• [Selected passage]
-- start --
Around the globe: March 6
DENMARK
Crews tear down disputed youth center
COPENHAGEN, Denmark — Masked demolition workers tore down the graffiti-sprayed building Monday that served as the makeshift cultural center for Denmark’s anarchists and disaffected youth, ignoring sobs and screamed obscenities from a surrounding crowd of young people.
Four days of street riots followed the owner’s decision Thursday to evict squatters from the building — officially abandoned but used by anarchists, punk rockers and left-wing groups since 1982. The violent demonstrations were Denmark’s worst in a decade and drew like-minded young people from across northern Europe, ending with more than 650 arrests and 25 injured.
Built in 1897, it was a community theater for the labor movement and a culture and conference center; Vladimir Lenin was among its visitors.
Courts ordered the squatters out by Dec. 14 after the city sold the building to a Christian congregation six years ago.
The protesters saw their fight to keep the “Youth House” as symbolic of a wider struggle against a capitalist establishment. They hurled cobblestones at riot police, set fire to cars and trash bins, and caused havoc on the usually calm Copenhagen streets.
On Monday, as dust from the demolition filled the air, a surrounding crowd yelled obscenities at police who had cordoned off the building. Others hugged and cried as workers — wearing face masks to conceal their identities — cleared debris under police control./AP
IRAQ
Suicide car bomber kills 38, injures 105 in Baghdad market
BAGHDAD — A suicide car bomber turned a venerable book market into a deadly inferno and gunmen targeted Shiite pilgrims Monday as suspected Sunni insurgents brought major bloodshed back into the lap of their main Shiite rivals. At least 38 people died in the blast and seven pilgrims were killed.
The violence — after a relative three-day lull in Baghdad — was seen as another salvo in the Sunni extremist campaign to provoke a sectarian civil war that could tear apart the Shiite-led government and erase Washington’s plans for Iraq.
The Shiite Mahdi Army militia has so far resisted full-scale retaliation through a combination of self-interest and intense government pressure. But the militia’s leader, the radical cleric Muqtada al-Sadr, is now being cornered in new ways that have put him on the defensive.
-- end --
• [Exercise requirements]
1 - According to the news roundup, in what year was the Copenhagen building that housed the youth center built?
2 - Print the part of the news roundup starting with "Four days of" and going on through "six years ago.".
The lines that come next have no connection to the news roundup.

• [Part of a data file]
-- start --
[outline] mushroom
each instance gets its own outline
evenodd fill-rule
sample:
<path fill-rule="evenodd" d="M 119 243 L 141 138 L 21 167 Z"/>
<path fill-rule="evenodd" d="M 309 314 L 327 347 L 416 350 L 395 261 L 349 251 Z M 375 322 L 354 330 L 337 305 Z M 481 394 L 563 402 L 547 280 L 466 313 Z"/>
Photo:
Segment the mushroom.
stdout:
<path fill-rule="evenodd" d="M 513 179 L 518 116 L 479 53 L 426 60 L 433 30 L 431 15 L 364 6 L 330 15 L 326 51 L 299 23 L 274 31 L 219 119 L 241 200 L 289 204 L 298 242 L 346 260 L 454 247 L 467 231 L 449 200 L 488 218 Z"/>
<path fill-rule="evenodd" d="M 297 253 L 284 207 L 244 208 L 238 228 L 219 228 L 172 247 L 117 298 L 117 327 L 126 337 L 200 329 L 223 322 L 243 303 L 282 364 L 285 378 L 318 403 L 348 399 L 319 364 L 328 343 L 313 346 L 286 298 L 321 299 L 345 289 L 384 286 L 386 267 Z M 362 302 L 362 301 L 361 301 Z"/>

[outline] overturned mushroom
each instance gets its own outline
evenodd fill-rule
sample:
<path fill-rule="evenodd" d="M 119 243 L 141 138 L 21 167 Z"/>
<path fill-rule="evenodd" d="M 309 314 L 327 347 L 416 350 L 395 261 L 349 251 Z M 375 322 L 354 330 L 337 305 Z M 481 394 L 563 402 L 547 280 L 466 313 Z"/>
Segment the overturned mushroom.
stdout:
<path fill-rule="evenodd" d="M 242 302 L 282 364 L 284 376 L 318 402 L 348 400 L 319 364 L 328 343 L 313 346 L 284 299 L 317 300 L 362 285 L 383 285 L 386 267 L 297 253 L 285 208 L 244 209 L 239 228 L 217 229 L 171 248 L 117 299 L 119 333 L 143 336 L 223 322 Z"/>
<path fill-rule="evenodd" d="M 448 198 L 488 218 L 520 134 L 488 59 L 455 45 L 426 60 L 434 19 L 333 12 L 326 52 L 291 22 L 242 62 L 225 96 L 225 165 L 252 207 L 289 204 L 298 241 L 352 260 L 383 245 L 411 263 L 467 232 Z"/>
-- end --
• [List of solutions]
1 - 1897

2 -
Four days of street riots followed the owner’s decision Thursday to evict squatters from the building — officially abandoned but used by anarchists, punk rockers and left-wing groups since 1982. The violent demonstrations were Denmark’s worst in a decade and drew like-minded young people from across northern Europe, ending with more than 650 arrests and 25 injured.
Built in 1897, it was a community theater for the labor movement and a culture and conference center; Vladimir Lenin was among its visitors.
Courts ordered the squatters out by Dec. 14 after the city sold the building to a Christian congregation six years ago.